*Assignment*
Transcribe every one of the entries below character for character, leaving the pictures out of your answer.

*The input*
-.-.-
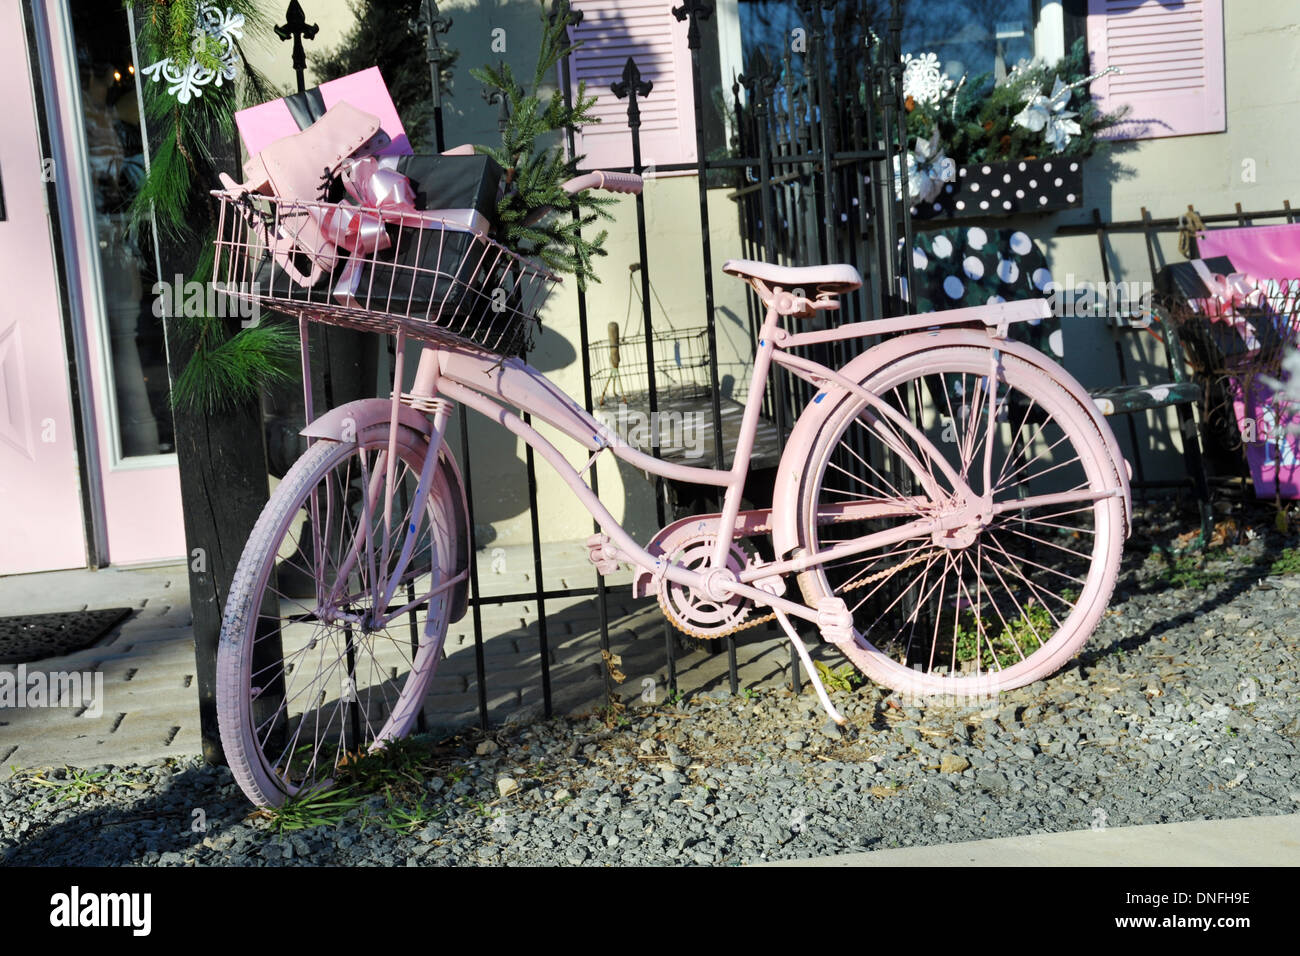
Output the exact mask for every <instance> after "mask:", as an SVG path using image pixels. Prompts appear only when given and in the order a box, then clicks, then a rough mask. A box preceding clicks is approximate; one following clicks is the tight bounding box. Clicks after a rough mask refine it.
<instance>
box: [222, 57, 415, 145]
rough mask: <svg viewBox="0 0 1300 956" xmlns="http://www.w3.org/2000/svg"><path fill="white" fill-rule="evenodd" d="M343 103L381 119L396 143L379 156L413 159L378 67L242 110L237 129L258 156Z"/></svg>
mask: <svg viewBox="0 0 1300 956" xmlns="http://www.w3.org/2000/svg"><path fill="white" fill-rule="evenodd" d="M342 101H347V103H350V104H352V105H354V107H356V108H357V109H361V111H364V112H367V113H370V114H372V116H374V117H378V121H380V129H382V130H383V131H385V133H387V134H389V138H390V139H391V140H393V142H390V143H389V144H387V146H386V147H383V148H382V150H378V151H377V152H376V155H378V156H409V155H411V152H412V150H411V140H409V139H407V134H406V129H404V127H403V126H402V120H400V118H398V111H396V107H394V105H393V98H391V96H390V95H389V87H387V86H386V85H385V83H383V77H382V75H381V74H380V68H378V66H370V68H369V69H367V70H361V72H360V73H352V74H350V75H346V77H339V78H338V79H328V81H325V82H324V83H321V85H320V86H317V87H312V88H311V90H307V91H305V92H299V94H294V95H292V96H283V98H281V99H278V100H272V101H270V103H263V104H259V105H256V107H250V108H248V109H240V111H239V112H238V113H235V126H238V129H239V138H240V139H242V140H243V144H244V148H246V150H247V151H248V155H250V156H256V155H257V153H259V152H261V151H263V150H264V148H265V147H268V146H270V144H272V143H274V142H276V140H277V139H282V138H283V137H291V135H292V134H295V133H298V131H299V130H304V129H307V127H308V126H311V125H312V124H313V122H316V120H318V118H320V117H321V116H324V114H325V111H326V109H329V108H330V107H333V105H334V104H335V103H342Z"/></svg>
-.-.-
*Solution to the exercise*
Output the exact mask for every <instance> after "mask:", as an SVG path using image pixels. Prompts appear only when given and in the order a box, then clicks, then a rough mask. A box preceding clicks is approximate; one following clicks is the tight bounding box. Clicks after a rough mask refine it.
<instance>
box: [222, 57, 415, 145]
rough mask: <svg viewBox="0 0 1300 956" xmlns="http://www.w3.org/2000/svg"><path fill="white" fill-rule="evenodd" d="M343 103L381 119L396 143L379 156L413 159L378 67L242 110L237 129L258 156Z"/></svg>
mask: <svg viewBox="0 0 1300 956" xmlns="http://www.w3.org/2000/svg"><path fill="white" fill-rule="evenodd" d="M342 101H347V103H350V104H352V105H354V107H356V108H357V109H361V111H364V112H367V113H370V114H372V116H374V117H378V121H380V129H382V130H383V131H385V133H387V134H389V138H390V139H391V140H393V142H390V143H389V144H387V146H386V147H383V148H382V150H378V151H377V152H376V155H378V156H409V155H411V152H412V150H411V140H409V139H407V134H406V129H404V127H403V126H402V120H400V118H398V111H396V107H394V105H393V98H391V96H390V95H389V87H387V86H386V85H385V83H383V77H382V75H381V74H380V68H378V66H370V68H369V69H367V70H361V72H360V73H352V74H350V75H346V77H339V78H338V79H328V81H325V82H324V83H321V85H320V86H317V87H312V88H311V90H307V91H305V92H299V94H294V95H292V96H283V98H281V99H278V100H272V101H270V103H263V104H259V105H256V107H250V108H248V109H240V111H239V112H238V113H235V126H238V129H239V138H240V139H242V140H243V144H244V148H246V150H247V151H248V155H250V156H256V155H257V153H259V152H261V151H263V150H264V148H265V147H268V146H270V144H272V143H274V142H276V140H277V139H282V138H283V137H291V135H292V134H295V133H298V131H299V130H304V129H307V127H308V126H311V125H312V124H313V122H316V120H318V118H320V117H321V116H324V114H325V111H326V109H329V108H330V107H333V105H334V104H335V103H342Z"/></svg>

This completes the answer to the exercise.